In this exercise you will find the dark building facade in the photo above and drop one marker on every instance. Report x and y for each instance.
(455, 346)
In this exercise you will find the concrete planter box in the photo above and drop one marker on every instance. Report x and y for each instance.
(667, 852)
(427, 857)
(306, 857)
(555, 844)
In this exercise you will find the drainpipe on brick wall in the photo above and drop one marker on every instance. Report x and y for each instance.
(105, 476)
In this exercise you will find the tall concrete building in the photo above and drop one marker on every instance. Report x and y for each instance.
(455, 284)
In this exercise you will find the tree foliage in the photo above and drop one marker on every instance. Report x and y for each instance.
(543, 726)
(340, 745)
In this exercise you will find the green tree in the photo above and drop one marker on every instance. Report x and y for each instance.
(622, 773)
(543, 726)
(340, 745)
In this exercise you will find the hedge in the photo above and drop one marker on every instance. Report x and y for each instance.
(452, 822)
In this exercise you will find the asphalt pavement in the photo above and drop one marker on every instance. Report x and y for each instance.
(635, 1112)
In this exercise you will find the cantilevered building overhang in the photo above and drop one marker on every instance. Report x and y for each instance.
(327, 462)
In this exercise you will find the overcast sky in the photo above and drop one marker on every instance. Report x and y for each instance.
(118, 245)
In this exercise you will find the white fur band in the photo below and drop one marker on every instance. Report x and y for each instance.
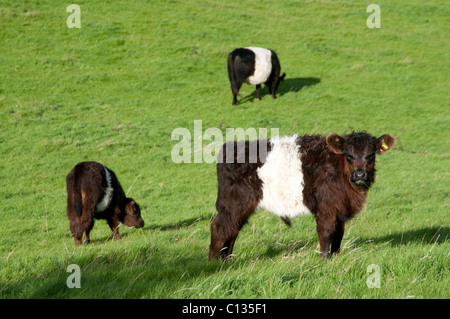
(263, 66)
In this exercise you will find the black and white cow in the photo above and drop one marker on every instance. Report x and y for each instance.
(254, 66)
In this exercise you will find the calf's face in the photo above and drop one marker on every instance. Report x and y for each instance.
(132, 216)
(359, 151)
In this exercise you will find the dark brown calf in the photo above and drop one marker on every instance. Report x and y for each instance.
(93, 191)
(328, 177)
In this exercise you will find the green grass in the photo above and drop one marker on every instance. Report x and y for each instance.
(114, 90)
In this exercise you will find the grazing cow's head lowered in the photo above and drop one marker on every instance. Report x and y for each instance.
(131, 216)
(359, 150)
(94, 192)
(328, 177)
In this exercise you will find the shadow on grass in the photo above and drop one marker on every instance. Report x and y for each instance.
(426, 236)
(286, 86)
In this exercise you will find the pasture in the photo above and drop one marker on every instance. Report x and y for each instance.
(114, 90)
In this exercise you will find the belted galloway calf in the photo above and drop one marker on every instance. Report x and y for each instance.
(328, 177)
(254, 66)
(93, 191)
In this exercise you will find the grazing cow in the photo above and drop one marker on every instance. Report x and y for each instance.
(328, 177)
(93, 191)
(254, 66)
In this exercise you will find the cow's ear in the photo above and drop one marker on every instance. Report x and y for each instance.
(335, 143)
(385, 143)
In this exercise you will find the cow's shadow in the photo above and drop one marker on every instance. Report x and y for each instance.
(286, 86)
---
= Task description =
Print all of the records shown above exactly, leaving out each picture.

= Result of the task =
In this exercise you will find the dark building facade in the photo above and drop one marker on every instance. Report x and y for each instance.
(455, 346)
In this exercise you will find the concrete planter box in the photo above and drop one marker on every instance. Report x and y for each instance.
(667, 852)
(427, 857)
(306, 857)
(555, 844)
In this exercise you will find the drainpipe on brick wall in the photo above and drop one marker on every instance. Report x and y for each instance.
(105, 476)
In this exercise you will find the tall concrete building in the photo above and drop one marker on every instance. Report x and y for each instance.
(455, 284)
In this exercise you will find the tree foliage in the photo above and drop one marker on every instance. Report x and y for each instance.
(543, 726)
(340, 745)
In this exercise you will find the green tree in the photo above and drop one marker on every instance. Report x and y for each instance.
(622, 773)
(543, 726)
(340, 745)
In this exercise you will find the hedge in the photo above and drop one marker on every instance. Report x and y for each instance.
(452, 822)
In this exercise you will find the asphalt pavement in the photo above and drop one marker on every instance. Report x and y for each instance.
(635, 1112)
In this exercise you will find the cantilevered building overhang in the photo above and drop one marker on every instance. Report x and y for each instance.
(327, 462)
In this exercise you will find the overcast sky in the photo above and drop one marker on every instance. Report x and y for each instance.
(118, 245)
In this exercise you will find the white fur band in the photo below and drop one marker on every instance. Report x and y for each instance.
(263, 66)
In this exercise you will find the black and white cow in the photo above and drop one marker on every instance. Report x and y for each instance.
(254, 66)
In this exercise you will find the calf's face in the photo above and drop one marker on every instance. Report x and y for each instance.
(132, 216)
(359, 151)
In this exercise you will find the dark brown calf in the photo above and drop one marker on every instance. Report x and y for each instance.
(93, 191)
(328, 177)
In this exercise you will find the green grass in the photo above and drop one marker on every instance. Report x and y for each instance.
(114, 90)
In this exercise you will find the grazing cow's head lowered in the photo above and drop one marker on every instance. Report x and y for each instance.
(131, 216)
(359, 150)
(94, 192)
(328, 177)
In this exercise you will find the shadow on grass in the photo above and drop one marker on every instance. Report x and y for each instance.
(426, 236)
(286, 86)
In this exercise you will find the pasture in the photo above and drop one marker on every instance. Report x and y for each instance.
(114, 90)
In this exercise you will find the belted galloway calf in the photo above and drop one marker on every instance. Report x and y for each instance.
(328, 177)
(254, 66)
(93, 191)
In this exercise you will find the grazing cow in the photo above and drop one marker on every instance. Report x and y for each instance.
(328, 177)
(93, 191)
(254, 66)
In this exercise you will find the cow's ear in the photo above and drop one marker on every instance. Report x and y for each instance.
(335, 143)
(385, 143)
In this exercise you will find the cow's shadow in the photo above and drop one marker on every instance. Report x and y for each instance.
(286, 86)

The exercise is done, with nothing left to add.